» Estratto della fonte

==================================================

Detto questo, è da almeno vent’anni che magistrati e giornalisti se ne fottono di qualsiasi regola proprio perché la sanno aggirabile: del resto sono loro a interpretarla. Certe carte possono uscire tramite avvocati, cancellieri, poliziotti, ufficiali eccetera: ma escono fondamentalmente perché magistrati e giornalisti lo vogliono e ne traggono reciproca utilità. Ecco perché entrambe le categorie si oppongono a provvedimenti sbagliati ma così pure a quelli giusti, in altre parole a qualsiasi cambiamento; ecco perché mischiano di continuo le carte e confondono la libertà di stampa col diritto di sputtanare, e le notizie con la diffamazione fine a se stessa. Ed ecco perché la soluzione, gira e rigira, è una sola: limitare in qualche modo l’uso delle intercettazioni – visto che i magistrati non si regolano da soli – e di conseguenza limitare la loro pubblicazione – visto che i giornalisti tantomeno si regolano da soli. E siccome i magistrati che passano le carte non riesci a beccarli, l’unica è sanzionare chi si trincera dietro il diritto di cronaca per cercare solo di vendere più copie sputtanando il prossimo, come all’estero – sorry – semplicemente non accade.

==================================================

» Materiale fornito
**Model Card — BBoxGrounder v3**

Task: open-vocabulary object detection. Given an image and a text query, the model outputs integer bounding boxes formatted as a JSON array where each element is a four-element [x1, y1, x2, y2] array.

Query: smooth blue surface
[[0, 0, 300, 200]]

==================================================

» Consegne
(a) Nel brano su magistrati, giornalisti e intercettazioni, quali figure vengono indicate come tramite attraverso cui certe carte possono uscire? Elencale tutte.
(b) Riprendi il brano su magistrati, giornalisti e intercettazioni e proseguilo dopo la sua ultima frase.

» Soluzioni degli esercizi
(a) Avvocati, cancellieri, poliziotti, ufficiali.

(b)
Ciò posto, che ci sia una lobby di «giornalisti e pm» che si oppone a ogni cosa, come dice Berlusconi, è fuor di dubbio. Che Berlusconi voglia una legge alle luce delle proprie esperienze precedenti, poi, è pure vero: ma chi se ne frega. L’importante è che la legge funzioni. Funzionerà? Ogni dubbio è lecito. Ora partiranno mille ricorsi e interpretazioni giurisprudenziali. Dal 1989 a oggi hanno fatto fuori un intero Codice, sai che ci mettono a sbaragliare una legge.

Aggiornamento: qui c’è il dibattito tra me e Carlo Bonini alla trasmissione radiofonica Radio carcere trasmessa da radio radicale mercoledì sera.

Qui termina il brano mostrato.